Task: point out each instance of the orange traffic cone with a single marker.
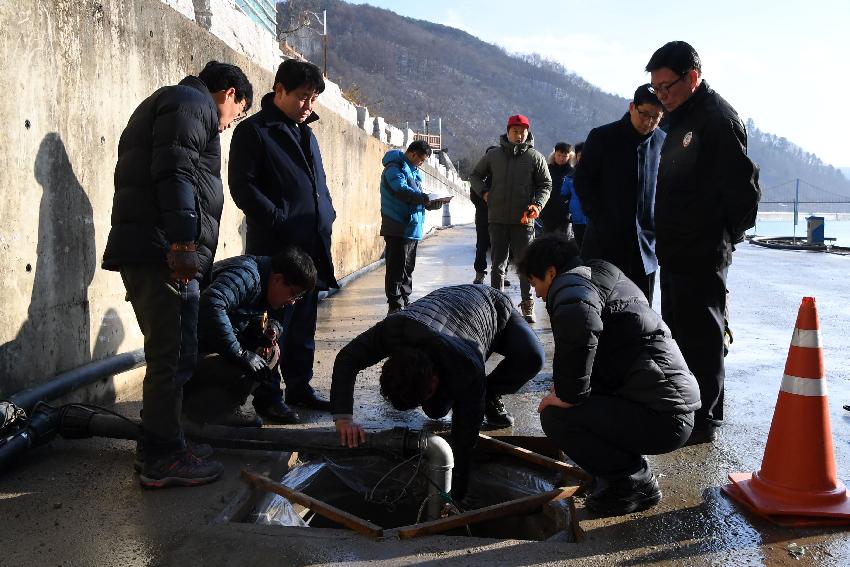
(797, 475)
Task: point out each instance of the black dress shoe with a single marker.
(624, 498)
(278, 412)
(496, 413)
(308, 400)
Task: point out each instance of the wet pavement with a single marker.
(77, 503)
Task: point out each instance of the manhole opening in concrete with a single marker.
(391, 494)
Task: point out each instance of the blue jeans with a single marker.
(167, 313)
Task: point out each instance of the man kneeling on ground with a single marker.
(435, 350)
(621, 386)
(241, 340)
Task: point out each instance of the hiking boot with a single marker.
(179, 469)
(278, 412)
(702, 434)
(239, 418)
(527, 307)
(200, 450)
(496, 413)
(618, 498)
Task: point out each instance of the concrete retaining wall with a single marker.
(74, 70)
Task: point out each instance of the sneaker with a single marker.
(702, 434)
(496, 413)
(179, 469)
(618, 498)
(200, 450)
(527, 307)
(278, 412)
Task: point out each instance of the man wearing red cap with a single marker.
(519, 185)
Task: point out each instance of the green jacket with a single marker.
(515, 176)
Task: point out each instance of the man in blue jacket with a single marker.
(615, 181)
(621, 388)
(277, 178)
(403, 204)
(165, 214)
(239, 338)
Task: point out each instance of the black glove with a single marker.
(183, 260)
(255, 366)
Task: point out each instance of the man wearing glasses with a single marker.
(615, 181)
(238, 336)
(165, 214)
(707, 197)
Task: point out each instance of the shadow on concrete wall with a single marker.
(56, 334)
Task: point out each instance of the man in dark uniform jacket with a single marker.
(621, 388)
(615, 181)
(706, 198)
(165, 214)
(435, 350)
(277, 178)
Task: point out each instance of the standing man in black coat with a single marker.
(165, 215)
(436, 349)
(621, 388)
(277, 178)
(615, 181)
(707, 197)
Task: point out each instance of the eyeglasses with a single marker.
(652, 118)
(665, 89)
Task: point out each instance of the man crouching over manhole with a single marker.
(435, 350)
(621, 386)
(239, 334)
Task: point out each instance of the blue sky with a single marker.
(784, 64)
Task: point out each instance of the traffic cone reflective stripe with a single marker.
(797, 476)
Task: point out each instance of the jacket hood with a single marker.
(516, 148)
(276, 115)
(394, 156)
(195, 83)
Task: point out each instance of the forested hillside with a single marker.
(404, 69)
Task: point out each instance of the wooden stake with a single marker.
(532, 457)
(496, 511)
(333, 513)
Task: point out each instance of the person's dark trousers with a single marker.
(578, 233)
(608, 436)
(505, 239)
(167, 313)
(482, 238)
(216, 390)
(523, 358)
(296, 351)
(400, 257)
(644, 281)
(692, 305)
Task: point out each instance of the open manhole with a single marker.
(393, 493)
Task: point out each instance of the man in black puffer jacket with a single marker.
(436, 349)
(238, 336)
(621, 388)
(165, 215)
(707, 197)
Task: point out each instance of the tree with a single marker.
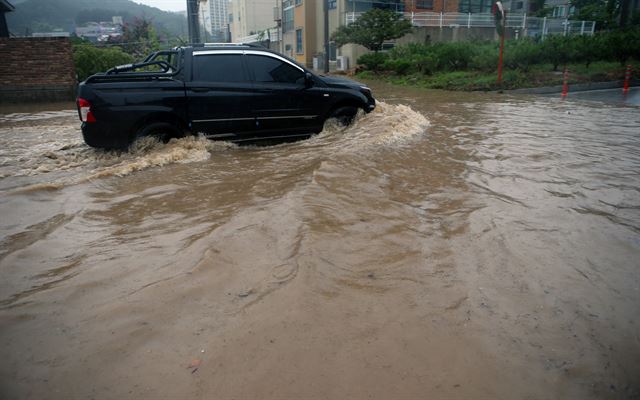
(372, 29)
(90, 59)
(139, 38)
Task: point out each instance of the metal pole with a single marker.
(327, 50)
(192, 20)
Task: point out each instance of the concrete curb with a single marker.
(577, 87)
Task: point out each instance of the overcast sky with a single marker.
(167, 5)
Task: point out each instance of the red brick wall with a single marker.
(36, 62)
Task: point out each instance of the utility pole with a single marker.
(192, 21)
(326, 36)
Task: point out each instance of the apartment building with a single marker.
(303, 25)
(247, 17)
(432, 5)
(214, 16)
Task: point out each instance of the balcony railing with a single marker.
(531, 26)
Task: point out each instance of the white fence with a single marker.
(272, 34)
(531, 26)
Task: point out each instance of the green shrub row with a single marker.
(518, 54)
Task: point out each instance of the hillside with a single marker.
(47, 15)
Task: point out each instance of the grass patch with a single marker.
(536, 76)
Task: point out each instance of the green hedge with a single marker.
(521, 54)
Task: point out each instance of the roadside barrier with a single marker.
(627, 79)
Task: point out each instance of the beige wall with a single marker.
(250, 16)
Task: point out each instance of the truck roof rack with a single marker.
(225, 44)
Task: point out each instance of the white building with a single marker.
(248, 17)
(214, 19)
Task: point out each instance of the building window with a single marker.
(366, 5)
(299, 48)
(475, 6)
(287, 24)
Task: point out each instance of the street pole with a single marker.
(326, 36)
(192, 21)
(501, 56)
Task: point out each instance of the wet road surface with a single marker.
(448, 245)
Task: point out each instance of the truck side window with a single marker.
(218, 68)
(271, 70)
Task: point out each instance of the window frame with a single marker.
(245, 71)
(300, 43)
(278, 59)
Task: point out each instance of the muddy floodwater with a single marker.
(447, 245)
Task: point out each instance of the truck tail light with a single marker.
(84, 110)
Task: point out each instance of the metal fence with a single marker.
(272, 34)
(530, 26)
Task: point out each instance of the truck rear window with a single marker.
(218, 68)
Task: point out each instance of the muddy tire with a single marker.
(163, 131)
(344, 115)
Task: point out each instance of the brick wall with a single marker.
(36, 69)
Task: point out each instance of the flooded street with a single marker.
(447, 245)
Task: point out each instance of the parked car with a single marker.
(232, 92)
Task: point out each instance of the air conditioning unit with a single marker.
(342, 63)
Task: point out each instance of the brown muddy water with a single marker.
(445, 246)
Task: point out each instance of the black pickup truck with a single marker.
(234, 92)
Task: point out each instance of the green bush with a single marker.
(89, 59)
(399, 66)
(454, 56)
(590, 49)
(623, 44)
(373, 61)
(485, 60)
(522, 54)
(558, 50)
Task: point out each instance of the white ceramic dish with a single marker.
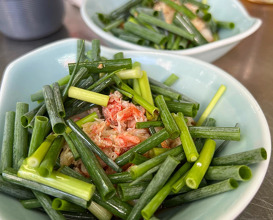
(198, 80)
(228, 10)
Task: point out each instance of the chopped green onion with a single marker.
(211, 105)
(7, 144)
(88, 96)
(197, 172)
(20, 141)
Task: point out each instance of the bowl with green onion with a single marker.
(212, 172)
(202, 29)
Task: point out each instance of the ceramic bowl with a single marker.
(228, 10)
(198, 80)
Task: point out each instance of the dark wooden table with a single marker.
(251, 62)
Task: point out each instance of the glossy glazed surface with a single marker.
(250, 62)
(229, 10)
(198, 80)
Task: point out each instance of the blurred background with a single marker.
(250, 62)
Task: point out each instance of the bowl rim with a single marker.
(266, 136)
(257, 22)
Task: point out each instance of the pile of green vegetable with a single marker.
(158, 177)
(138, 22)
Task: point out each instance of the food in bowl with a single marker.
(165, 24)
(111, 104)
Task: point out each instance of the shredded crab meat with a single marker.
(114, 134)
(169, 13)
(117, 129)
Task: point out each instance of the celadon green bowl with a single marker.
(198, 80)
(227, 10)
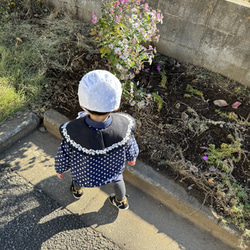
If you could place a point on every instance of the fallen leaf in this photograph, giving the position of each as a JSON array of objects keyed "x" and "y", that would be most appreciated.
[
  {"x": 220, "y": 103},
  {"x": 236, "y": 105}
]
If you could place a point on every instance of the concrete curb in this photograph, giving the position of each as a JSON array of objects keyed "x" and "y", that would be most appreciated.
[
  {"x": 13, "y": 130},
  {"x": 165, "y": 190}
]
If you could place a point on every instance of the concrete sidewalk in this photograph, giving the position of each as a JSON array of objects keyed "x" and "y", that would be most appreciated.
[{"x": 161, "y": 214}]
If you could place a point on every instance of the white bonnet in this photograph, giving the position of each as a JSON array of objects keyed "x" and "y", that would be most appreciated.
[{"x": 100, "y": 90}]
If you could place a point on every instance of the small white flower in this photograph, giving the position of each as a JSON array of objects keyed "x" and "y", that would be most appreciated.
[{"x": 125, "y": 41}]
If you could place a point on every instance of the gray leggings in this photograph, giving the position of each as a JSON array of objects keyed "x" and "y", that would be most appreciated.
[{"x": 118, "y": 186}]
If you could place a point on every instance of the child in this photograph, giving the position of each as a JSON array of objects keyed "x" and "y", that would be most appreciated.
[{"x": 96, "y": 145}]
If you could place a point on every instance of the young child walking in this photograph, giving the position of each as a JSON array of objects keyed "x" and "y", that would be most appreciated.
[{"x": 96, "y": 145}]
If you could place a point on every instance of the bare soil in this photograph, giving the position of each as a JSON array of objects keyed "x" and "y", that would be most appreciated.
[{"x": 172, "y": 140}]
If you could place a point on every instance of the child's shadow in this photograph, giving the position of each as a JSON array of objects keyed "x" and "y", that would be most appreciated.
[
  {"x": 34, "y": 226},
  {"x": 105, "y": 215}
]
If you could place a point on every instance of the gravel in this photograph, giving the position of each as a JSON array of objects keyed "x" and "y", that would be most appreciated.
[{"x": 31, "y": 220}]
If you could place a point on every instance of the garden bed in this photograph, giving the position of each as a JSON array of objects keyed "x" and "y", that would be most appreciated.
[{"x": 181, "y": 131}]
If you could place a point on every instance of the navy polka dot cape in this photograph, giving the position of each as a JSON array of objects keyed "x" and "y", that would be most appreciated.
[{"x": 91, "y": 167}]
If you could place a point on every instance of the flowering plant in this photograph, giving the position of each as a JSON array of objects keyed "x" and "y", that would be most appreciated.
[{"x": 121, "y": 30}]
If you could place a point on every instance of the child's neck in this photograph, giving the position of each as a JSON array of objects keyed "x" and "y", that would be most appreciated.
[{"x": 99, "y": 118}]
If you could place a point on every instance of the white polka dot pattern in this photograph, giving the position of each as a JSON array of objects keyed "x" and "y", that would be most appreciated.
[
  {"x": 90, "y": 171},
  {"x": 105, "y": 150}
]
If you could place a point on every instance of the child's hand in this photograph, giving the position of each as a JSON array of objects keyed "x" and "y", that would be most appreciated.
[
  {"x": 132, "y": 163},
  {"x": 60, "y": 176}
]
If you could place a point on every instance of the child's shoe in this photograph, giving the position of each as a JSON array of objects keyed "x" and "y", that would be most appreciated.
[
  {"x": 122, "y": 205},
  {"x": 76, "y": 193}
]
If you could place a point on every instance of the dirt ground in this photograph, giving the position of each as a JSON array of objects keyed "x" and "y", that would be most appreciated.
[{"x": 173, "y": 139}]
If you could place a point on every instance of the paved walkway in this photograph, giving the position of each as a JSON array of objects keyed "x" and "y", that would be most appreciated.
[{"x": 38, "y": 211}]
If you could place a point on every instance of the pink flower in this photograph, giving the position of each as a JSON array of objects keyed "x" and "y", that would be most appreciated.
[{"x": 94, "y": 18}]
□ □ □ □ □ □ □
The line with "of the paved", the last line of the data above, and every line between them should be duplicated exactly, with nothing else.

**SOLUTION FOR THIS TASK**
If you could place a point on every instance of the paved walkway in this photograph, giving the position of each as a JSON array of objects keyed "x" and "y", that would be most appreciated.
[{"x": 38, "y": 211}]
If you could place a point on every instance of the pink flower in this photograph, giving the position of each as a JSON array of objects keyed "x" and "y", that would be most appreciated.
[{"x": 94, "y": 18}]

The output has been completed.